Text shown
──────

It assumes that you have initialized the observed value in state, but the other fields can remain uninitialized. For each latent random variable, it construct the relevant distribution, samples a value for it, computes the log probability of that value under the distribution, and records the value and the log probability in the unobserved struct. For each observed random variable, it does mostly the same thing except there’s no need to generate a value, of course – the existing value in the state is just scored against the distribution.

The implementation of the requested inference algorithm is pretty straightforward and should be familiar to you if you have implemented a likelihood weighting algorithm yourself:

void
my_program_likelihood_weighting(
struct my_program_state state,
struct my_program_state * empirical_posterior,
double * weights,
double * cum_weights,
int num_samples,
struct rngstate * my_program_RNG
) {
for (int ix = 0; ix != num_samples; ix++) {
empirical_posterior[ix] = my_program_standard(state, &my_program_RNG);
weights[ix] = my_program_accumulate_loglikelihood(&empirical_posterior[ix]);
}
double log_z = logsumexp(weights, num_samples);
normalize_in_place(weights, num_samples, log_z);
double_cumsum(weights, cum_weights, num_samples);
}


Note that this automatically generated inference algorithm uses the methods described earlier, such as the standard model interpretation and the computation of the likelihood function. logsumexp, normalize_in_place and double_cumsum are utility functions defined as part of ccyan.

──────

Record extracts
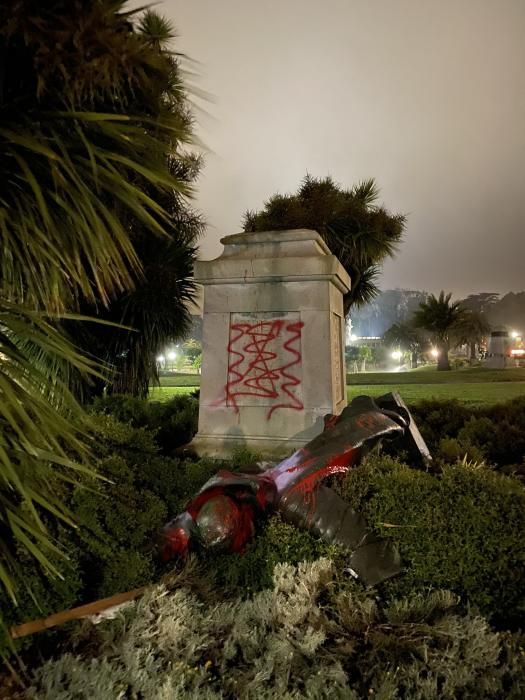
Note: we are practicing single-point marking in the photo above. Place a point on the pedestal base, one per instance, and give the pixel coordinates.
(222, 446)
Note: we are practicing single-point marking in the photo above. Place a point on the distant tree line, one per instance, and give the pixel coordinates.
(397, 306)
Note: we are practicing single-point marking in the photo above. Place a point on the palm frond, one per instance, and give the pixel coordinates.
(43, 432)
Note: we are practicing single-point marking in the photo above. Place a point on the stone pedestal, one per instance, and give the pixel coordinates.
(498, 349)
(273, 342)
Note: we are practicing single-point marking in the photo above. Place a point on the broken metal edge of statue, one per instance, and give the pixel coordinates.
(231, 506)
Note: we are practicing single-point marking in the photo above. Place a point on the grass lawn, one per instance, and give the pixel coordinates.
(470, 385)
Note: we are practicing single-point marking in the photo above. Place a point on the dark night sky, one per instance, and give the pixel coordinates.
(427, 96)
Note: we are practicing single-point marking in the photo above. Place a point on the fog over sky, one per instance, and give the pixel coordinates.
(426, 96)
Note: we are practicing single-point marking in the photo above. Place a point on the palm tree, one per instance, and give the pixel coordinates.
(470, 329)
(406, 338)
(360, 233)
(439, 316)
(84, 138)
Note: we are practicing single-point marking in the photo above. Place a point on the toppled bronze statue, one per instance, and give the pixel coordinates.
(225, 512)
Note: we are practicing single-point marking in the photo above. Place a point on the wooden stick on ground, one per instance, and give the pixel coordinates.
(74, 613)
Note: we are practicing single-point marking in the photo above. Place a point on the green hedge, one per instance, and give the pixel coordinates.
(494, 434)
(461, 530)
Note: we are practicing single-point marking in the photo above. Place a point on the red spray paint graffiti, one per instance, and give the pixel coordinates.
(262, 357)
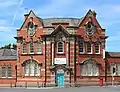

──────

Task list
1. Translate this sentence from the likelihood weighting text into Spanish: "Note that this automatically generated inference algorithm uses the methods described earlier, such as the standard model interpretation and the computation of the likelihood function."
2. Write the next part of the likelihood weighting text, starting right after its final sentence.

Responses in order
1. Tenga en cuenta que este algoritmo de inferencia generado automáticamente utiliza los métodos descritos anteriormente, como la interpretación estándar del modelo y el cálculo de la función de verosimilitud.

2.
To help you put it all together, the translation utilities also generate you a stubbed out “main” c file that you can use. (Feel free to discard this if, e.g., you just want to use the generated models and algorithms as a modeling and inference library in other code.) Here’s what it looks like when it’s first generated:

/**
* @file my_program_main.c
* @author [Your name here]  (you@email.io)
* @version X.Y.Z
* @date Sun Jan 29 21:15:48 2023
*/

#include <my_program.h>

int main(int argc, char ** argv) {
return 0;
}


We’re not going to do too much to it here – we’ll pretend we observed a single data point and infer the posterior distribution $$p(\mu, \sigma | x)$$ using the automatically generated inference algorithm we requested. Because of the library that was created for us, this is a very easy task!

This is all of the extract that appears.